_Your objective_
Please find every line in the records below that contains the word "green" and copy each of those lines.

———

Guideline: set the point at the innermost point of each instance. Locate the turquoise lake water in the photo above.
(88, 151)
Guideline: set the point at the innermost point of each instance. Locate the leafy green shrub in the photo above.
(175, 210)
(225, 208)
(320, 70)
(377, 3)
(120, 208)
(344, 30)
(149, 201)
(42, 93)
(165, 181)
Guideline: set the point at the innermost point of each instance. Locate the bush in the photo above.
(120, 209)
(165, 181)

———

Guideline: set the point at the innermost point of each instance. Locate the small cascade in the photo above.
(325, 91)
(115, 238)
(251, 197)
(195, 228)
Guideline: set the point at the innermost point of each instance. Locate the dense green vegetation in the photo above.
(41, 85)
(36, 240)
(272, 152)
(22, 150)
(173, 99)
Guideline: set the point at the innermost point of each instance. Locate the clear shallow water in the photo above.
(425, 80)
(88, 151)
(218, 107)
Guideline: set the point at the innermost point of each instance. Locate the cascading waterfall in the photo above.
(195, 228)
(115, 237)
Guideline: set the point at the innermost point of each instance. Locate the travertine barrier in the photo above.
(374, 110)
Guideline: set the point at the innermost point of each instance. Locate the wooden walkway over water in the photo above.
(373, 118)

———

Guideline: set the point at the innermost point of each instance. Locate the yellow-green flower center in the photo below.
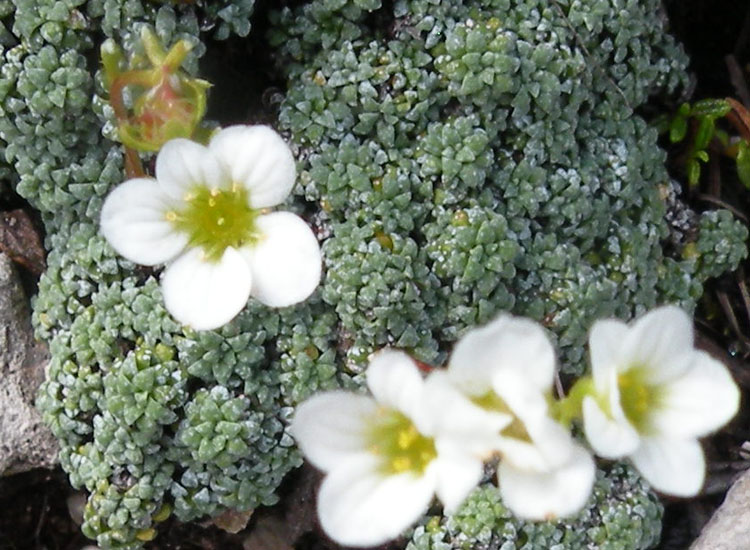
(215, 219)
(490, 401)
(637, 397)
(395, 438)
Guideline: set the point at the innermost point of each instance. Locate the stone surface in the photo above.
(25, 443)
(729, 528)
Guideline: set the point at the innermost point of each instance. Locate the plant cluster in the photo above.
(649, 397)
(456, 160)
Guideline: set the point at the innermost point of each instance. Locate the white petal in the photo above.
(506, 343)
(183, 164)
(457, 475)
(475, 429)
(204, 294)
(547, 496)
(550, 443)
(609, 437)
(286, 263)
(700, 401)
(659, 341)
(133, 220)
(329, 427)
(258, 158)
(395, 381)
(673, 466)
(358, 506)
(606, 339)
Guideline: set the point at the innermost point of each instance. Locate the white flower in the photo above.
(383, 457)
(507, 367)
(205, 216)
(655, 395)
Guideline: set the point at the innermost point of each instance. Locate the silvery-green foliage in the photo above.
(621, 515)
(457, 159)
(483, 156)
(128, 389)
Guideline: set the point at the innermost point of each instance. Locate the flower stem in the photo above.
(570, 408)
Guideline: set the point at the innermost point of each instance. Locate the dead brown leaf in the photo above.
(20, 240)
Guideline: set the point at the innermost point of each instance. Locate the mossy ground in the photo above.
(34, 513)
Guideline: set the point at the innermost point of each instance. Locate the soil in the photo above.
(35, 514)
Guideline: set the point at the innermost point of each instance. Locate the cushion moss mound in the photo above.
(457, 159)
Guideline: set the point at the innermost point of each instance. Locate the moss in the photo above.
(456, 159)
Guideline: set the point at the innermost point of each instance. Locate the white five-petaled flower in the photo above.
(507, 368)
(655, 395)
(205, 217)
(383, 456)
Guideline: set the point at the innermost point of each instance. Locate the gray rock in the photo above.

———

_Response for this exercise_
Guideline: set the point at the innermost point of each instance. Locate the leafy green shrub in the photo above.
Guideline: set the point at the innermost point of each instance. Locate the dense green vegetation in the photo above.
Guideline: set the point at the innermost point of each instance. Locate the yellow-green flower center in the photo below.
Guideline: set the point at the innermost point of each instance. Locate the silvery-green foliage in the photo above.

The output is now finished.